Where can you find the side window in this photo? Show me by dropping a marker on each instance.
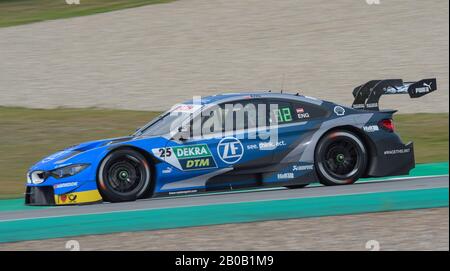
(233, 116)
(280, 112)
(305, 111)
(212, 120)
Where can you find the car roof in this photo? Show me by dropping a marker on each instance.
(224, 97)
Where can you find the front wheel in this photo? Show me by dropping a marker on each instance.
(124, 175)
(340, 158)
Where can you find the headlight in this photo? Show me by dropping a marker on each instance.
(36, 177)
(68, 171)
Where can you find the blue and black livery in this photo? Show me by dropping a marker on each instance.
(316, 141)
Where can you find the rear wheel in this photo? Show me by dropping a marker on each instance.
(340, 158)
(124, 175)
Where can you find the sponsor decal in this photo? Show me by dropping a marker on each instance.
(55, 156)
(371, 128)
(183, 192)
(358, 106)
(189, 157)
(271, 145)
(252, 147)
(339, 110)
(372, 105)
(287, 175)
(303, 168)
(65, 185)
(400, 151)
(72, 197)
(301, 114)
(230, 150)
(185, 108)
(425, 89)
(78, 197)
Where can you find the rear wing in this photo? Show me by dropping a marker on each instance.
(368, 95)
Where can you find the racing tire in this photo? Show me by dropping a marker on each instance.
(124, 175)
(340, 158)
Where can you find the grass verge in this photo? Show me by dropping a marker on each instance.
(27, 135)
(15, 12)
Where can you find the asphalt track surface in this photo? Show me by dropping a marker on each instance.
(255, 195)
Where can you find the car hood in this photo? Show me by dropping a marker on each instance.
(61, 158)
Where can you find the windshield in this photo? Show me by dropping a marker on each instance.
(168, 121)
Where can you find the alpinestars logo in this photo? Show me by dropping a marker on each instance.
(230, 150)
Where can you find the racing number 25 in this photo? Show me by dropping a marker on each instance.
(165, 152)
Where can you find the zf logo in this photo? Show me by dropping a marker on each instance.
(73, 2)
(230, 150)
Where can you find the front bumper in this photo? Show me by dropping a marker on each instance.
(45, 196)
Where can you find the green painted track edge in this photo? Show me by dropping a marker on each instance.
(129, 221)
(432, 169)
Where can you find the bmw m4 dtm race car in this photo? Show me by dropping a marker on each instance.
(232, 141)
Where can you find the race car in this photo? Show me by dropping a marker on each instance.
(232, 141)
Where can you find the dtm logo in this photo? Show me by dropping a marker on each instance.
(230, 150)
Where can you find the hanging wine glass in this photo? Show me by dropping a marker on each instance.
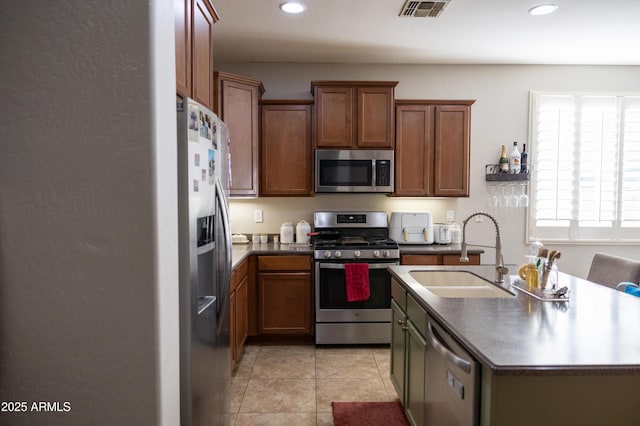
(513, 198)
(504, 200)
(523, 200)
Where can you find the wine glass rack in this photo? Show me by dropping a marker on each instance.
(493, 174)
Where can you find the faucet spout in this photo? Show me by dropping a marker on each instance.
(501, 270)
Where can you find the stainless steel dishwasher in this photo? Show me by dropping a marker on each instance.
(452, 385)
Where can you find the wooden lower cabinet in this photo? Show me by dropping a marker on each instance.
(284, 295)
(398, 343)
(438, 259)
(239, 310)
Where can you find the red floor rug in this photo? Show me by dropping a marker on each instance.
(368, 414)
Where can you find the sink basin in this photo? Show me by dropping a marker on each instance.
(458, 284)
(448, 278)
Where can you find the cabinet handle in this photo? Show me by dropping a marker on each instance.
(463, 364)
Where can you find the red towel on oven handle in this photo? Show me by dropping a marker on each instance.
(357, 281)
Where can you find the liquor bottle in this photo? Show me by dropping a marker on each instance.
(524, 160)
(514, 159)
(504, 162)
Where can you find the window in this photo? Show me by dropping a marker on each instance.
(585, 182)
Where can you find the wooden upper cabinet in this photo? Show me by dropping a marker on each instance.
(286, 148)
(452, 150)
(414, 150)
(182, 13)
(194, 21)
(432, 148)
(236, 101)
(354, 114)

---

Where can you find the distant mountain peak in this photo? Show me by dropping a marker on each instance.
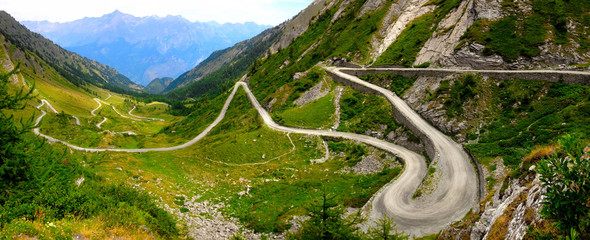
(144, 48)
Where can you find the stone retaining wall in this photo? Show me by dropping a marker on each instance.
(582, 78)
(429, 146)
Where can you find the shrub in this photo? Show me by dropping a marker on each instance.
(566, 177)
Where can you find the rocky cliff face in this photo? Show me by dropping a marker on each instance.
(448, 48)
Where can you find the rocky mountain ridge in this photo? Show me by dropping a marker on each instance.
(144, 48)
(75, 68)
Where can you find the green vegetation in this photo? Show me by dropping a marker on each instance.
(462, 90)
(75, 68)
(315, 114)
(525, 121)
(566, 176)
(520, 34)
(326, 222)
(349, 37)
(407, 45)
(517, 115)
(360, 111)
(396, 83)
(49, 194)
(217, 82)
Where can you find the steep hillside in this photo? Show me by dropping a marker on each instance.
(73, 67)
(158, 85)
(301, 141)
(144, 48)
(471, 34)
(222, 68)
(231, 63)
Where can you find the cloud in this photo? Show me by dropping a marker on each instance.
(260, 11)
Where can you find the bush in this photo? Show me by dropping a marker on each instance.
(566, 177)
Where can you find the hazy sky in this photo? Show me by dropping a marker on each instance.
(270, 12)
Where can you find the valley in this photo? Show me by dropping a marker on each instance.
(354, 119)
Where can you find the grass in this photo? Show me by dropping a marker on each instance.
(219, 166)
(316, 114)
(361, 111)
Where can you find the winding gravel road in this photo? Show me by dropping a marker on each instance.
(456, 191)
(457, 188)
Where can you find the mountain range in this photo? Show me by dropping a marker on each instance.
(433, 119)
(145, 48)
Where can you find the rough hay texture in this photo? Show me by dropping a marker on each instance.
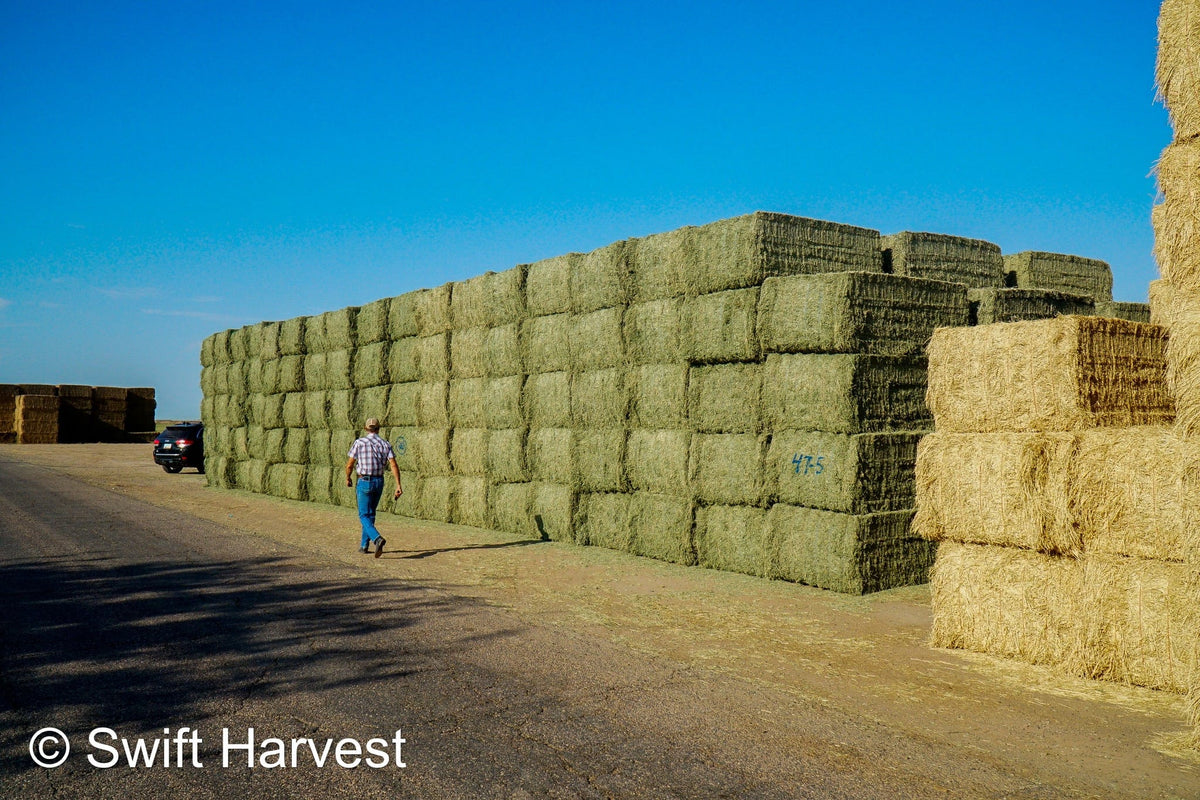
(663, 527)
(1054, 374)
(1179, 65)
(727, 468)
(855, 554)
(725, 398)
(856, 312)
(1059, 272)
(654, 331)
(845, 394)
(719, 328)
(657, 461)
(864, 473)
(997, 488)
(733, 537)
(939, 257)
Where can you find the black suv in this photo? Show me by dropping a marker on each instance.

---

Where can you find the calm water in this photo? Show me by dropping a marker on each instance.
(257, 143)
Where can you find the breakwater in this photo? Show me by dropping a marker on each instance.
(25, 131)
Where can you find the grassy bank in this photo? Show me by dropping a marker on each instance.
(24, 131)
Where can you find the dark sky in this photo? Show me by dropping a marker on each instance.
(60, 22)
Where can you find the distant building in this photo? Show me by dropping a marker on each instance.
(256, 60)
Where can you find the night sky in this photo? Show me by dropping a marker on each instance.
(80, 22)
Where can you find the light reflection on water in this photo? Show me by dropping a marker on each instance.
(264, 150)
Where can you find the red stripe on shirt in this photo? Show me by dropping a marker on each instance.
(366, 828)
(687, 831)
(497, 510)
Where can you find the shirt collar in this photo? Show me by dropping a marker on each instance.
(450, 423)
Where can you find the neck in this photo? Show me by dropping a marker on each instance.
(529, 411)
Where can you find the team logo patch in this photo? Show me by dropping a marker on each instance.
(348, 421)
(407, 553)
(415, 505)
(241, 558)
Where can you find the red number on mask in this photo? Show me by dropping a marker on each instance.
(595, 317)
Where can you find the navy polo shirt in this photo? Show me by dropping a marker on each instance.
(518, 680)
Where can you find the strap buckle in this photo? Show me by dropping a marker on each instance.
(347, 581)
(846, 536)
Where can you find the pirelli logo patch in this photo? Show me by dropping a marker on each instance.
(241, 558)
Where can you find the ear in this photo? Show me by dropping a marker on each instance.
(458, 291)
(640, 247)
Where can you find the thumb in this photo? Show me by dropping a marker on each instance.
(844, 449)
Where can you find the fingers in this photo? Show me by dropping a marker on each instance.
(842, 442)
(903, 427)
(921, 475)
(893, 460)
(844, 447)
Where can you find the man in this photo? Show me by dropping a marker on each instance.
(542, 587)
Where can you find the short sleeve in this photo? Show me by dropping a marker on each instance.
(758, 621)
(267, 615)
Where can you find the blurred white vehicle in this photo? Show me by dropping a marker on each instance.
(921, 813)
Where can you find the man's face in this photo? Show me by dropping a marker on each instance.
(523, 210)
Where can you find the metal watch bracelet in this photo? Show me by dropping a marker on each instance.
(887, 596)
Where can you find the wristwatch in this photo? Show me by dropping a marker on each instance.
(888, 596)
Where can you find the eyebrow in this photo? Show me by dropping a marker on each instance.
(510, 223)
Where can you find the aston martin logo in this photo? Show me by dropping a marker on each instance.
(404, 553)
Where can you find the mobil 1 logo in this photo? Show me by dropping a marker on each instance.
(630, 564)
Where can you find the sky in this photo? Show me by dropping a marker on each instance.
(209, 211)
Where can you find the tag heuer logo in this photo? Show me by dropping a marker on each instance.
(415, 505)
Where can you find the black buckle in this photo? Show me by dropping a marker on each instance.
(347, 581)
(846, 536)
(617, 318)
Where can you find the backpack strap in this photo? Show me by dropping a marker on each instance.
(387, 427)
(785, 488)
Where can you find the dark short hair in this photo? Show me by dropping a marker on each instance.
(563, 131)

▶ Task item
Given the entries above, transcribe exactly the lines from the one holding "Where can you find the steep" through the one holding "Where can you find the black suv"; pictures do not belong in the transcription.

▶ Solution for this task
Where can you find the steep hillside in this photo? Show me by dropping a marker on each instance.
(73, 67)
(158, 85)
(301, 141)
(144, 48)
(471, 34)
(222, 68)
(231, 63)
Where can you find the cloud in this photo? Show me by dropping a marker on each instance.
(260, 11)
Where can you find the bush in this photo? Show me by dropping a marker on each instance.
(566, 177)
Where can you find the hazy sky in this photo? Show me by dropping a marker on each instance.
(270, 12)
Where can you find the valley in this photo? Show me by dropping a marker on each instance.
(354, 119)
Where can you find the grass in this photo? Show me by dropping a marker on each instance.
(219, 166)
(316, 114)
(361, 111)
Where can you find the winding gravel road in this photo? Show me by dropping a marker on each instance.
(456, 191)
(457, 188)
Where can you find the mountain range in this photo? Show me by dropping a marker on each instance.
(433, 119)
(145, 48)
Where can you find the rough hay texture in this photo? Show me by dropping a marker on each instance.
(663, 527)
(1054, 374)
(1179, 65)
(727, 468)
(855, 554)
(725, 398)
(856, 312)
(1059, 272)
(654, 331)
(845, 394)
(719, 328)
(657, 461)
(864, 473)
(997, 488)
(733, 537)
(939, 257)
Where can you find the black suv in this photo? Show me by dropping a marker on each instance.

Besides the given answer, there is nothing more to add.